*SET PROBLEM*: Render every line of the entries below as a JSON list of strings, one string per line, with blank lines omitted.

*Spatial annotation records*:
***
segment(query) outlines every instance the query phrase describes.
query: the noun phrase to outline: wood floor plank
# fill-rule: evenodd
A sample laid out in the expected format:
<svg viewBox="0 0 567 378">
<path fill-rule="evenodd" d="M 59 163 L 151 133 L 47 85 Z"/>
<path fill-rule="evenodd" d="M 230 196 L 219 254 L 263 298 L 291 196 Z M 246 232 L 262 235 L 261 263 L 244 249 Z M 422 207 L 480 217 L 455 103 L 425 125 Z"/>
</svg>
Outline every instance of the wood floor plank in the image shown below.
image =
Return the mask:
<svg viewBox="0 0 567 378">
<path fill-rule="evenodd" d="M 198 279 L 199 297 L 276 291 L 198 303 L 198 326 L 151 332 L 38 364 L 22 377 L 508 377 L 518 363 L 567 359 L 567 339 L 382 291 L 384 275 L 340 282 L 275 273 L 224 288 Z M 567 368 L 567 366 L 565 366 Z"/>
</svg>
***
*THE ANSWER*:
[
  "segment(query) outlines every instance the query phrase describes.",
  "query: the noun phrase to outline: wood floor plank",
  "# fill-rule: evenodd",
  "A sample laid out in the expected format:",
  "<svg viewBox=\"0 0 567 378\">",
  "<path fill-rule=\"evenodd\" d=\"M 59 163 L 151 133 L 47 85 Z\"/>",
  "<path fill-rule=\"evenodd\" d=\"M 230 196 L 219 254 L 263 298 L 291 196 Z M 246 232 L 262 235 L 261 263 L 244 249 Z M 422 207 L 480 217 L 455 103 L 425 125 Z\"/>",
  "</svg>",
  "Outline every instance of the wood floor plank in the image shown below.",
  "image =",
  "Return the mask:",
  "<svg viewBox=\"0 0 567 378\">",
  "<path fill-rule=\"evenodd\" d=\"M 198 279 L 199 297 L 276 291 L 198 303 L 198 326 L 151 332 L 38 364 L 22 377 L 508 377 L 518 363 L 567 359 L 567 339 L 382 291 L 384 275 L 340 282 L 275 273 L 224 288 Z M 567 368 L 567 366 L 565 366 Z\"/>",
  "</svg>"
]